### Source excerpt
☆ ☆ ☆ ☆ ☆ ☆ ☆

# unpdf

## Usage Examples

__This notebook is used to demonstrate how to use the package for extracting and chunking text from PDFs.__

### Libraries

In [1]:
# standard library
import os

# this package
import unpdf

print('Loaded!')

Loaded!


## I. Text Extraction from PDFs

In [2]:
file_path = os.path.join(os.pardir, 'tests', '6130-pdf-compressed-book-i.pdf')

In [3]:
doc = unpdf.extraction.extract_text(input_data=file_path, progress_bar=True)
print(f'Pages:', len(doc))

☆ ☆ ☆ ☆ ☆ ☆ ☆

### Stored data
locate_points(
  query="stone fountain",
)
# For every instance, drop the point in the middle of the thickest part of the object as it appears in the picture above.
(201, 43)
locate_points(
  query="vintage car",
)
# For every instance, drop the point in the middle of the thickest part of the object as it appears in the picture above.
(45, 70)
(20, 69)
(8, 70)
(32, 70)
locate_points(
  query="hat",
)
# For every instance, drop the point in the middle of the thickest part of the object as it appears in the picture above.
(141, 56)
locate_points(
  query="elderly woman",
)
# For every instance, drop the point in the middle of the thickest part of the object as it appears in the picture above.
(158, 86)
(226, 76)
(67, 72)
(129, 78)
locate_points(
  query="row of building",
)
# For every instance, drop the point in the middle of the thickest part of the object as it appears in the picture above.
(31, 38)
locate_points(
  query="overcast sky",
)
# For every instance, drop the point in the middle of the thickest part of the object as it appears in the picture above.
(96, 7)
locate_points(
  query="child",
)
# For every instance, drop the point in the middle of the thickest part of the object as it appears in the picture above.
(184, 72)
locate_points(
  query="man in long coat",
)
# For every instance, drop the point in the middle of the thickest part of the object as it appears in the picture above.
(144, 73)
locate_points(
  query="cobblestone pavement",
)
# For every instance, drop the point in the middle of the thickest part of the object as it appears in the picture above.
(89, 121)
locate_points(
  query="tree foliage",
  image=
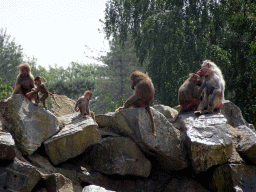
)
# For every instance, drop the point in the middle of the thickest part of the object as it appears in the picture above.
(176, 36)
(10, 57)
(5, 90)
(114, 89)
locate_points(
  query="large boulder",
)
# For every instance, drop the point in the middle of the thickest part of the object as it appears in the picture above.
(208, 140)
(18, 176)
(120, 156)
(166, 147)
(78, 134)
(234, 115)
(236, 178)
(184, 184)
(95, 188)
(30, 125)
(167, 111)
(58, 182)
(246, 146)
(7, 146)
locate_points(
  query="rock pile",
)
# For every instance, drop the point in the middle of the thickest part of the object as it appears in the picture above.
(41, 152)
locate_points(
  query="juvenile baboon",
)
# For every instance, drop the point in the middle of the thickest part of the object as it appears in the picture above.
(40, 87)
(214, 90)
(189, 94)
(25, 80)
(82, 104)
(143, 94)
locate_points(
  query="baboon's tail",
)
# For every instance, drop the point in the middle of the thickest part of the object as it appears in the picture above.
(151, 119)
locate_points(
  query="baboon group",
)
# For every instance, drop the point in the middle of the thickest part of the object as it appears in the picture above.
(193, 94)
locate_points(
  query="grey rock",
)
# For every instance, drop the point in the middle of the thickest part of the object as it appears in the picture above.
(236, 178)
(105, 120)
(234, 115)
(18, 176)
(185, 184)
(120, 156)
(58, 182)
(7, 146)
(78, 134)
(166, 147)
(167, 111)
(30, 125)
(95, 188)
(246, 147)
(208, 140)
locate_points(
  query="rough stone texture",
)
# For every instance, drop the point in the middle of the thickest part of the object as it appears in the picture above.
(42, 163)
(246, 147)
(105, 120)
(166, 147)
(118, 183)
(30, 125)
(94, 188)
(7, 146)
(58, 182)
(67, 105)
(167, 111)
(77, 134)
(184, 185)
(236, 137)
(18, 176)
(234, 115)
(236, 178)
(120, 156)
(208, 140)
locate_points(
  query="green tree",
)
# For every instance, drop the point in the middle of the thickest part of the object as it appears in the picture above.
(115, 87)
(5, 90)
(176, 36)
(10, 57)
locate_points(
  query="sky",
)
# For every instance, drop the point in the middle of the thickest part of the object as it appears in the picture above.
(56, 31)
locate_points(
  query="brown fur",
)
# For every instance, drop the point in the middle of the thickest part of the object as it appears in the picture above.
(82, 104)
(40, 87)
(189, 94)
(143, 94)
(25, 80)
(215, 86)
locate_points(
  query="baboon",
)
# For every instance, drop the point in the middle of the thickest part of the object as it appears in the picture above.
(189, 94)
(143, 94)
(40, 87)
(82, 104)
(214, 90)
(25, 80)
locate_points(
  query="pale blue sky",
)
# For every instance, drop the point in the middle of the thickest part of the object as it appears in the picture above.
(55, 31)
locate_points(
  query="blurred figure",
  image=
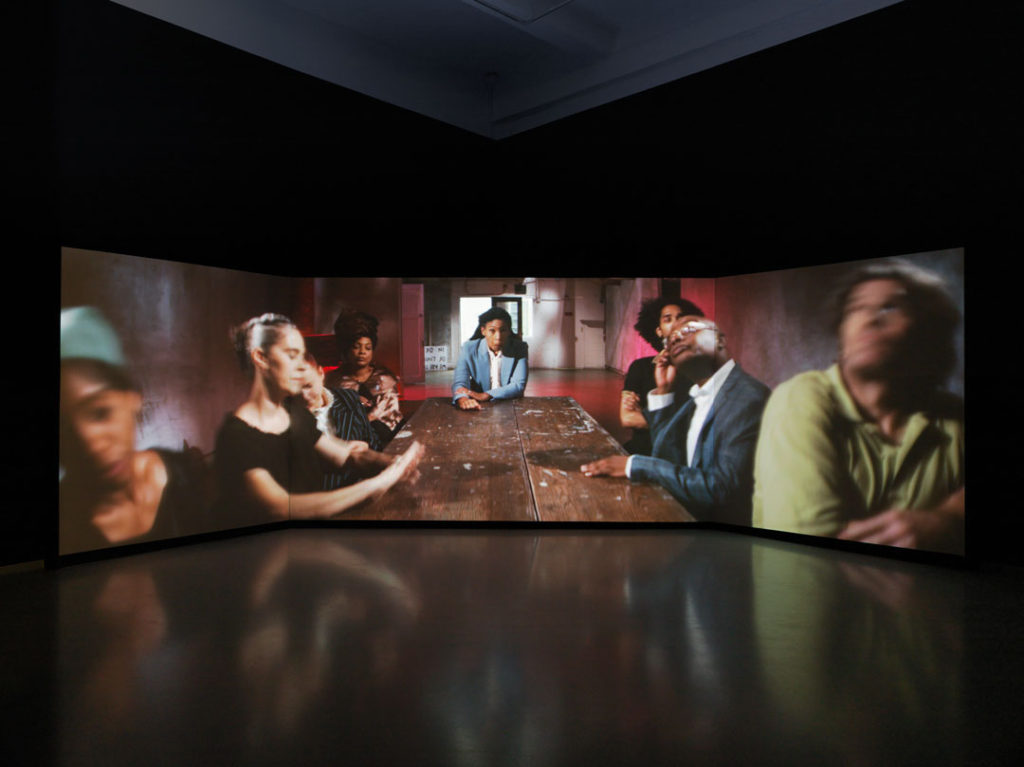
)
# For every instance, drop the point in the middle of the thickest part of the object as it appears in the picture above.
(704, 446)
(355, 334)
(871, 449)
(492, 364)
(268, 450)
(338, 413)
(112, 493)
(654, 322)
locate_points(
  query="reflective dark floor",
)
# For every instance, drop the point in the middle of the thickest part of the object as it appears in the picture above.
(508, 647)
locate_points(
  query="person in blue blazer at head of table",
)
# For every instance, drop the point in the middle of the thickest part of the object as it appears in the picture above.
(492, 364)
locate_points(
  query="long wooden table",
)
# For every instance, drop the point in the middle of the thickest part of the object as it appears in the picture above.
(515, 461)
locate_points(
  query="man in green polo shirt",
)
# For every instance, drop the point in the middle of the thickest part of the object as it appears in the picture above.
(870, 449)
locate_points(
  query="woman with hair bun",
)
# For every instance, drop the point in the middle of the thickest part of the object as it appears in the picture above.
(269, 449)
(355, 334)
(654, 322)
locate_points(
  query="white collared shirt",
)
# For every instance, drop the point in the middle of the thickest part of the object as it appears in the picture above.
(496, 368)
(704, 397)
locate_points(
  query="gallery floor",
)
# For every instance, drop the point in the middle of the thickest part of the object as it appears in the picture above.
(509, 647)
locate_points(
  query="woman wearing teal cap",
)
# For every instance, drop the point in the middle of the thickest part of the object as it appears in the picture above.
(112, 493)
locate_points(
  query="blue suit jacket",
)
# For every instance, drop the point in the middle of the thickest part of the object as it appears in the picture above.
(719, 484)
(473, 370)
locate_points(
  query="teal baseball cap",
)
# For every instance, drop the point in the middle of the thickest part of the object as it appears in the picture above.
(85, 334)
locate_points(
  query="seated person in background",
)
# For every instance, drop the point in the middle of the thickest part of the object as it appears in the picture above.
(338, 413)
(704, 446)
(492, 364)
(112, 493)
(355, 334)
(870, 449)
(654, 322)
(268, 450)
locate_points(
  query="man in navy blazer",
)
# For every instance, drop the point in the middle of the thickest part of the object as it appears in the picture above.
(702, 449)
(492, 364)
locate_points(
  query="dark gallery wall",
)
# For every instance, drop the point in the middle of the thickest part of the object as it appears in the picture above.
(876, 137)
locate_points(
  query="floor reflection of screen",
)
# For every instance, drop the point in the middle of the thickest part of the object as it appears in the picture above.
(823, 400)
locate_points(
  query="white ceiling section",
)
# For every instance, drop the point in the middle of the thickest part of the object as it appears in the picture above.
(500, 67)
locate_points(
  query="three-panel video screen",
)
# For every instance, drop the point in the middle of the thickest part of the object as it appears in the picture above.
(823, 400)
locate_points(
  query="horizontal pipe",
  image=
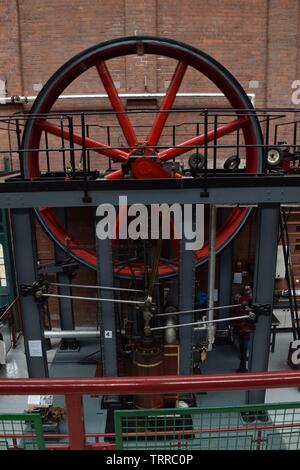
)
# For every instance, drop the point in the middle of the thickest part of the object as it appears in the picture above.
(198, 310)
(202, 322)
(84, 286)
(28, 99)
(71, 333)
(155, 384)
(95, 299)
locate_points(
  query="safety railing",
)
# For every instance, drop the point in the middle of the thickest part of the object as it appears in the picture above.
(247, 427)
(21, 431)
(74, 391)
(71, 142)
(9, 315)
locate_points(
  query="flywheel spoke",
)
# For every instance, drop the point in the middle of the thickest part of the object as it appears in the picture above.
(117, 104)
(166, 104)
(95, 145)
(202, 139)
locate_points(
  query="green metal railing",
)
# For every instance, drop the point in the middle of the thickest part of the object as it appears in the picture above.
(246, 427)
(21, 431)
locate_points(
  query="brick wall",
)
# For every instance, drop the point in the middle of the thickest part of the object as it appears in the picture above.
(257, 40)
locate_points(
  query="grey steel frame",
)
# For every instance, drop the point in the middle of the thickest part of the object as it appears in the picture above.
(265, 259)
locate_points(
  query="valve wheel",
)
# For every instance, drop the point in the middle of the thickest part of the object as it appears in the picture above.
(141, 168)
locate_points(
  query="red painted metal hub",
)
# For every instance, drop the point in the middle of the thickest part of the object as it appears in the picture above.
(145, 166)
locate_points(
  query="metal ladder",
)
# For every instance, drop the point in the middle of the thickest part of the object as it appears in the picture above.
(289, 273)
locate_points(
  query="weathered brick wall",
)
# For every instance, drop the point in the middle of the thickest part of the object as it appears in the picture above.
(257, 40)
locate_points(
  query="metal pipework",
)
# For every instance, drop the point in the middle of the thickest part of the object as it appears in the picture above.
(16, 99)
(211, 275)
(160, 384)
(197, 310)
(83, 286)
(72, 334)
(95, 299)
(170, 333)
(251, 316)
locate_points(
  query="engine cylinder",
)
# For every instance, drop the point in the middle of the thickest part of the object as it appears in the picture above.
(148, 361)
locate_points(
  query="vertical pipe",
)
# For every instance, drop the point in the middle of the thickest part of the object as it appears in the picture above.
(66, 313)
(63, 145)
(263, 291)
(72, 148)
(211, 273)
(75, 421)
(26, 266)
(226, 272)
(107, 314)
(186, 302)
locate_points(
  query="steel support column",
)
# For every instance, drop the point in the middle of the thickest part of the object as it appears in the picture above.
(263, 291)
(26, 266)
(66, 314)
(107, 313)
(186, 302)
(225, 274)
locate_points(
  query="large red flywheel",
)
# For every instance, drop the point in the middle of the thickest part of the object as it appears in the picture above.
(144, 158)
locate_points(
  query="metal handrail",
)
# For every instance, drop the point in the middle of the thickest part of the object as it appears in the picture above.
(155, 384)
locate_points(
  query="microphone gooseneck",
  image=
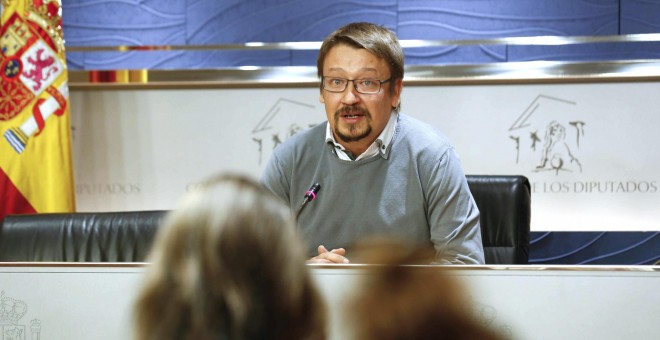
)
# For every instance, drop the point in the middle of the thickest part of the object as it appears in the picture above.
(310, 195)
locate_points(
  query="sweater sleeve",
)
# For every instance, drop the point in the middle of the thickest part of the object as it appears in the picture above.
(452, 213)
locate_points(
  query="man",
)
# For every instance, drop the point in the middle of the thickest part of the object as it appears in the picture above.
(381, 173)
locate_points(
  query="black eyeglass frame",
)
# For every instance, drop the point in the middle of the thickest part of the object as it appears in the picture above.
(380, 84)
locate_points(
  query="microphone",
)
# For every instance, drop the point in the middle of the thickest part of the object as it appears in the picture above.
(310, 195)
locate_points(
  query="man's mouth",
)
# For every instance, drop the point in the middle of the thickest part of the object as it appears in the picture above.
(352, 114)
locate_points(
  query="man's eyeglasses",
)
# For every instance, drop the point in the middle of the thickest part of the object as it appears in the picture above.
(365, 86)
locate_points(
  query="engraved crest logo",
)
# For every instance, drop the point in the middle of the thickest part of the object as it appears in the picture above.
(547, 136)
(284, 119)
(11, 312)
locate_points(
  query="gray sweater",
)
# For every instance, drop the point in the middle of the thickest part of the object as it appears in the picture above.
(415, 191)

☆ ☆ ☆ ☆ ☆ ☆ ☆

### What you will do
a: According to the unpdf notebook, what is the notebook used to demonstrate?
b: Repeat everything in the unpdf notebook from "print('Loaded!')" down to "print(f'Pages:', len(doc))".
c: Pick up the unpdf notebook after its last line and carry it on.

### Answers to the exercise
a: How to use the package for extracting and chunking text from PDFs.

b:
print('Loaded!')

Loaded!


## I. Text Extraction from PDFs

In [2]:
file_path = os.path.join(os.pardir, 'tests', '6130-pdf-compressed-book-i.pdf')

In [3]:
doc = unpdf.extraction.extract_text(input_data=file_path, progress_bar=True)
print(f'Pages:', len(doc))

c:
41it [00:00, 1241.68it/s]

Pages: 41





In [4]:
# get the first page
doc.pages[0]

Page(doc_id='6130-pdf-compressed-book-i.pdf', page_id=0, text='The Project Gutenberg EBook of The Iliad of Homer by Homer\r\nThis eBook is for the use of anyone anywhere at no cost\r\nand with almost no restrictions whatsoever. You may copy\r\nit, give it away or re-use it under the terms of the Project\r\nGutenberg License included with this eBook or online at\r\nhttp://www.gutenberg.org/license\r\nTitle: The Iliad of Homer\r\nAuthor: Homer\r\nRelease Date: September 2006 [Ebook 6130]\r\nLanguage: English\r\n***START OF THE PROJECT GUTENBERG EBOOK\r\nTHE ILIAD OF HOMER***', error=False)

In [5]:
# or equivalently, since Document is subscriptable by default
doc[0] == doc.pages[0]

True

In [6]:
# you can iterate through a Document to get pages
len([page for page in doc])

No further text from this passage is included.